** BEGIN Extracted material **

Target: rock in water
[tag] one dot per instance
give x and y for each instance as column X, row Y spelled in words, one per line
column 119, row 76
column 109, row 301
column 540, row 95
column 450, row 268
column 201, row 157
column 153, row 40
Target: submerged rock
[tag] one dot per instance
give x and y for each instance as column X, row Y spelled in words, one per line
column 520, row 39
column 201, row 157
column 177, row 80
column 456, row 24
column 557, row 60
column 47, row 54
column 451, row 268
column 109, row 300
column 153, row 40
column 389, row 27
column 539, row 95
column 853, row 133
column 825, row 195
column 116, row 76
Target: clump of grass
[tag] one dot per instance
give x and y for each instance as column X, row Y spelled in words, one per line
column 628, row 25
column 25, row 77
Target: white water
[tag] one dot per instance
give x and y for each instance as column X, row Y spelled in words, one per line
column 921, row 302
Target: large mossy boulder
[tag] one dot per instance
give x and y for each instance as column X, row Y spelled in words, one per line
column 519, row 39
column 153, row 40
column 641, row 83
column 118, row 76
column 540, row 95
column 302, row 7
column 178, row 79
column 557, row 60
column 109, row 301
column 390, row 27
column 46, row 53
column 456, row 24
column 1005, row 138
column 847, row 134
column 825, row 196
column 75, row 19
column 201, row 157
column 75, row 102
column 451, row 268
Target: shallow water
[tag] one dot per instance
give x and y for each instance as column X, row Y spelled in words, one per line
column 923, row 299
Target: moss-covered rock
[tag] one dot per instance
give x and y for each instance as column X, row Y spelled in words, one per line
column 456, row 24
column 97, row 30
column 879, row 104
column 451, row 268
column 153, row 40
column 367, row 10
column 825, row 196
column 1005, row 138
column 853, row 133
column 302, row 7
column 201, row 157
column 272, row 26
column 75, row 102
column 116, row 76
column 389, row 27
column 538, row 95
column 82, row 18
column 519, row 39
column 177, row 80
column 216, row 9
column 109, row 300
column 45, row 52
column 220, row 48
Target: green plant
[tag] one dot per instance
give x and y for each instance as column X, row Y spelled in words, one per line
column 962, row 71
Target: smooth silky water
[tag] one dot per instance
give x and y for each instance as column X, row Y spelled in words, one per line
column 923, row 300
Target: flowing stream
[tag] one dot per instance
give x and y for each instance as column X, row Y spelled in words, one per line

** END Extracted material **

- Written instruction -
Return the lines above exactly, keeping every word.

- Correct answer -
Target: rock in water
[tag] one dot per instance
give x and y for each instance as column X, row Y spelled in words, one per line
column 119, row 76
column 109, row 301
column 540, row 95
column 450, row 268
column 201, row 157
column 153, row 40
Target: submerged rock
[tag] one dot per instance
give x and y for each instance as column X, row Y spelled in words, one per line
column 520, row 39
column 201, row 157
column 177, row 80
column 456, row 24
column 557, row 60
column 47, row 54
column 451, row 268
column 109, row 300
column 153, row 40
column 389, row 27
column 539, row 95
column 853, row 133
column 825, row 195
column 116, row 76
Target: clump of grass
[tag] one dot per instance
give x and y for each instance as column X, row Y spelled in words, one per line
column 628, row 25
column 25, row 77
Target: white water
[tag] one dot per instance
give x and y for each instance as column X, row Y spelled in words, one per line
column 921, row 302
Target: large mossy boulder
[tag] one dot per instance
give x and y for each instance as column X, row Y spelled in words, one per line
column 519, row 39
column 153, row 40
column 641, row 83
column 118, row 76
column 540, row 95
column 302, row 7
column 178, row 79
column 557, row 60
column 109, row 301
column 390, row 27
column 46, row 53
column 456, row 24
column 1005, row 138
column 847, row 134
column 825, row 196
column 75, row 19
column 201, row 157
column 75, row 102
column 451, row 268
Target: shallow water
[tag] one dot per instance
give x and y for each instance as column X, row Y spelled in words, one per line
column 923, row 299
Target: moss-covered rock
[tag] one dot per instance
give x and y for each instance as column X, row Y spelled in words, one per line
column 456, row 24
column 97, row 30
column 879, row 104
column 451, row 268
column 153, row 40
column 367, row 10
column 825, row 196
column 1005, row 138
column 853, row 133
column 302, row 7
column 201, row 157
column 272, row 26
column 75, row 102
column 116, row 76
column 389, row 27
column 538, row 95
column 82, row 18
column 519, row 39
column 177, row 80
column 216, row 9
column 109, row 300
column 45, row 52
column 220, row 48
Target: green plant
[tag] one dot per instance
give x and y for each instance as column X, row Y spelled in words, one per line
column 962, row 71
Target: smooth silky water
[tag] one dot per instance
give x and y for each instance as column X, row Y spelled in words, one per line
column 923, row 300
Target: flowing stream
[tag] one dot per instance
give x and y for each instance as column X, row Y spelled in words, one per line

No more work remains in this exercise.